(Exercise passage Opens)

# First look/Review of the new PSI Steampunk Kit



## cschimmel (Aug 26, 2014)

Here is a quick video I did on the new PSI Steampunk Kit.   I like it.  
First look at the Penn State Ind Steampunk Pen kit. PSI - YouTube


----------



## walshjp17 (Aug 26, 2014)

Where/when did you get it?  I just checked the web site and it is not there yet.


----------



## Ligget (Aug 26, 2014)

Now that looks like a neat kit!


----------



## SteveG (Aug 26, 2014)

Like it...more "outside the proverbial box" than any component set to come along. This is going to be a big hit.


----------



## Woodkiller (Aug 26, 2014)

Any idea on the price and release date?


----------



## Trees2Pens (Aug 26, 2014)

*Way Cool*

Great preview.  Can't wait to see your blank.

John


----------



## plano_harry (Aug 26, 2014)

Are they out of stock before it is announced?


----------



## ladycop322 (Aug 26, 2014)

(Exercise passage Closes)
(Input for this task Opens)

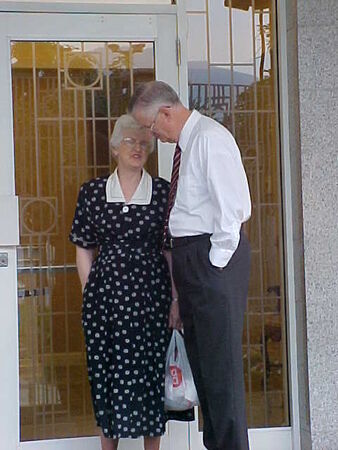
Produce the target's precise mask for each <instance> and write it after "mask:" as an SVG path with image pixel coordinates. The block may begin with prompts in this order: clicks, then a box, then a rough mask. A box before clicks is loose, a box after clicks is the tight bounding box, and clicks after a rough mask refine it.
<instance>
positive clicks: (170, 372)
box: [164, 330, 198, 411]
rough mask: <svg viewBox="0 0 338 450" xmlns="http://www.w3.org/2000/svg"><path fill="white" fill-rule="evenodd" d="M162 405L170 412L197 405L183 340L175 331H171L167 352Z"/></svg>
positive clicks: (193, 384)
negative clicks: (164, 406)
mask: <svg viewBox="0 0 338 450" xmlns="http://www.w3.org/2000/svg"><path fill="white" fill-rule="evenodd" d="M164 405H165V408H166V409H167V410H170V411H185V410H187V409H190V408H192V407H193V406H195V405H198V396H197V392H196V387H195V383H194V379H193V377H192V373H191V369H190V365H189V361H188V357H187V352H186V350H185V345H184V340H183V337H182V336H181V334H180V333H179V332H178V331H177V330H173V334H172V336H171V340H170V344H169V347H168V351H167V360H166V368H165V399H164Z"/></svg>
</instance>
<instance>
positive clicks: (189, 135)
mask: <svg viewBox="0 0 338 450" xmlns="http://www.w3.org/2000/svg"><path fill="white" fill-rule="evenodd" d="M200 117H201V113H199V112H198V111H196V109H194V110H193V111H192V112H191V114H190V116H189V117H188V119H187V121H186V122H185V124H184V126H183V128H182V130H181V134H180V137H179V139H178V145H179V146H180V149H181V150H182V152H183V151H184V150H185V149H186V148H187V145H188V142H189V139H190V135H191V133H192V130H193V129H194V127H195V125H196V123H197V122H198V121H199V119H200Z"/></svg>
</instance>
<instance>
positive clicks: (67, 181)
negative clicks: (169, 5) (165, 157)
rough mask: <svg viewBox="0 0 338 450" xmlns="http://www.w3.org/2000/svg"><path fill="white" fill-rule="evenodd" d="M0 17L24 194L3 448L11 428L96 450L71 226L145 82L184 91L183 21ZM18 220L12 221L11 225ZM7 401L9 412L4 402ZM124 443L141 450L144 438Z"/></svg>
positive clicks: (150, 164)
mask: <svg viewBox="0 0 338 450" xmlns="http://www.w3.org/2000/svg"><path fill="white" fill-rule="evenodd" d="M1 21H2V23H1V26H0V29H1V30H4V32H3V35H2V36H1V40H2V44H1V45H2V49H4V50H5V54H7V65H6V64H4V66H5V67H3V68H2V69H1V71H2V73H1V77H2V82H1V90H7V91H11V92H10V95H8V96H7V99H8V100H9V99H10V98H11V102H10V104H9V103H8V102H7V109H4V113H5V114H6V115H7V116H8V117H10V116H11V117H12V126H13V129H12V130H10V132H9V133H8V135H9V134H12V136H13V144H14V145H13V146H11V145H9V146H8V147H6V148H4V149H3V152H2V156H1V159H2V160H5V161H7V164H8V165H11V164H12V163H13V162H14V169H13V167H12V170H13V172H12V173H13V179H8V183H7V189H8V190H9V191H10V190H11V188H14V186H15V191H14V190H13V191H12V192H10V193H9V194H10V195H9V197H11V196H12V197H14V192H15V194H16V196H18V200H19V202H18V205H19V222H20V226H19V236H20V243H19V245H18V246H17V248H16V265H17V270H16V272H17V276H16V277H15V279H14V278H13V279H11V280H10V282H11V286H12V290H11V291H10V293H9V295H8V296H7V297H6V300H5V301H6V306H5V313H6V314H7V316H8V317H7V319H8V320H9V321H10V322H11V323H12V324H13V328H12V331H11V333H12V334H11V336H8V339H9V340H10V339H12V340H14V341H16V337H17V335H18V352H16V351H15V355H14V354H13V355H12V361H14V358H15V361H14V363H13V370H12V374H11V375H12V380H13V383H12V384H11V386H10V389H12V391H13V393H14V396H12V397H11V400H10V401H11V407H12V406H13V402H16V411H19V417H18V412H17V413H16V418H15V421H14V423H15V424H19V425H16V426H13V424H12V425H11V426H10V427H9V428H7V433H11V435H10V436H8V438H7V437H6V436H5V439H7V440H8V442H9V443H10V444H9V445H7V447H6V448H8V449H9V450H10V449H11V448H13V449H14V448H17V445H18V444H15V442H14V436H15V437H16V441H17V442H18V443H19V447H20V448H23V449H26V448H29V449H36V448H43V449H46V450H49V449H51V448H53V449H54V448H55V449H63V450H65V449H72V450H73V449H76V448H80V447H81V449H84V448H91V449H95V448H99V439H98V438H97V437H95V436H96V435H97V434H98V429H97V427H96V425H95V421H94V416H93V412H92V406H91V398H90V392H89V384H88V380H87V373H86V360H85V349H84V342H83V335H82V330H81V302H82V299H81V297H82V296H81V290H80V284H79V280H78V276H77V271H76V265H75V249H74V246H73V245H71V244H70V243H69V242H68V233H69V230H70V226H71V221H72V217H73V213H74V208H75V204H76V198H77V194H78V190H79V187H80V185H81V184H82V183H83V182H84V181H86V180H88V179H91V178H93V177H96V176H100V175H104V174H109V173H111V172H112V170H113V168H114V162H113V160H112V158H111V155H110V152H109V145H108V144H109V137H110V135H111V132H112V130H113V128H114V124H115V121H116V119H117V118H118V117H119V116H120V115H121V114H123V113H125V112H126V107H127V104H128V100H129V98H130V96H131V94H132V93H133V91H134V89H135V88H136V87H137V85H138V84H139V83H141V82H144V81H149V80H153V79H155V78H160V79H162V80H165V81H167V82H168V83H170V84H171V85H173V86H175V87H176V88H177V87H178V86H177V83H178V81H177V80H178V68H177V65H176V18H175V15H167V16H164V15H157V16H156V15H153V16H149V15H148V16H145V15H143V16H141V15H140V16H132V15H119V16H115V15H105V16H104V15H100V16H96V15H65V14H26V15H16V14H6V15H4V16H2V18H1ZM95 24H97V26H95ZM95 29H96V31H93V30H95ZM164 30H165V35H164ZM2 54H4V53H2ZM4 61H5V60H4ZM164 63H165V65H164ZM9 80H11V82H10V84H9V83H6V81H9ZM4 96H6V94H4ZM10 142H11V137H10V136H8V139H7V143H10ZM160 145H161V144H160ZM13 149H14V150H13ZM166 153H167V152H166ZM159 155H162V148H160V149H159V151H158V152H155V153H153V154H152V155H151V158H150V160H149V161H148V167H147V169H148V171H149V172H150V173H151V174H152V175H158V174H160V175H162V176H166V177H168V174H169V173H170V167H168V161H170V159H168V156H167V155H166V156H167V158H166V159H165V160H164V159H163V158H161V157H160V156H159ZM15 220H16V219H15V218H14V219H13V221H12V223H10V222H8V225H7V227H14V228H15V226H16V223H14V222H15ZM1 244H2V243H1V242H0V245H1ZM10 250H11V251H12V253H13V248H11V249H10ZM3 253H5V252H3ZM12 259H13V267H14V265H15V258H14V255H13V258H12ZM14 275H15V271H13V270H12V272H11V276H12V277H14ZM0 276H1V274H0ZM0 280H1V277H0ZM14 304H16V307H15V308H13V305H14ZM6 308H7V309H6ZM16 327H17V328H16ZM5 357H6V358H8V355H7V356H6V355H5V354H1V358H2V359H4V358H5ZM17 370H18V371H19V380H17ZM15 384H16V385H17V386H19V395H18V396H17V388H16V387H15ZM2 387H3V386H2ZM14 399H16V400H14ZM2 408H3V409H4V411H3V412H2V413H1V416H2V417H5V415H6V404H2V405H1V406H0V409H2ZM13 417H15V413H14V414H13ZM174 427H175V425H174ZM181 431H182V430H181ZM172 433H174V434H175V430H174V428H171V429H170V428H169V434H167V435H166V436H165V437H164V439H163V448H165V449H166V448H168V449H169V446H170V439H171V434H172ZM185 435H186V436H185ZM175 436H176V439H178V441H177V442H176V444H175V450H176V449H179V448H180V446H182V449H183V448H186V447H185V446H186V439H187V433H184V432H183V435H182V436H183V437H182V439H181V440H180V438H179V437H178V436H179V435H177V433H176V434H175ZM121 444H122V445H121V448H122V449H123V448H126V449H127V448H128V449H133V448H135V449H136V448H141V443H140V442H137V441H128V442H122V443H121ZM11 445H12V447H11ZM172 448H173V447H172Z"/></svg>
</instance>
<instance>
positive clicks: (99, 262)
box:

(Input for this task Closes)

◆ **Your tasks**:
1) Answer these questions about the Steampunk kit thread:
(a) Which kit is cschimmel's video a first look at?
(b) What did walshjp17 find when checking the web site?
(c) Which two things does Woodkiller ask about?
2) Can you rewrite the rows from their first line through the line containing "positive clicks: (193, 384)", putting "coarse mask" in place of "rough mask" and changing nothing else? Return only those lines, and leave the pictures out.

◆ **Exercise results**:
1)
(a) The new PSI Steampunk Kit, the Penn State Ind Steampunk Pen kit.
(b) The kit was not there yet.
(c) The price and the release date.

2)
Produce the target's precise mask for each <instance> and write it after "mask:" as an SVG path with image pixel coordinates. The block may begin with prompts in this order: clicks, then a box, then a coarse mask. A box before clicks is loose, a box after clicks is the tight bounding box, and clicks after a coarse mask refine it.
<instance>
positive clicks: (170, 372)
box: [164, 330, 198, 411]
coarse mask: <svg viewBox="0 0 338 450" xmlns="http://www.w3.org/2000/svg"><path fill="white" fill-rule="evenodd" d="M162 405L170 412L197 405L183 340L175 331H171L167 352Z"/></svg>
positive clicks: (193, 384)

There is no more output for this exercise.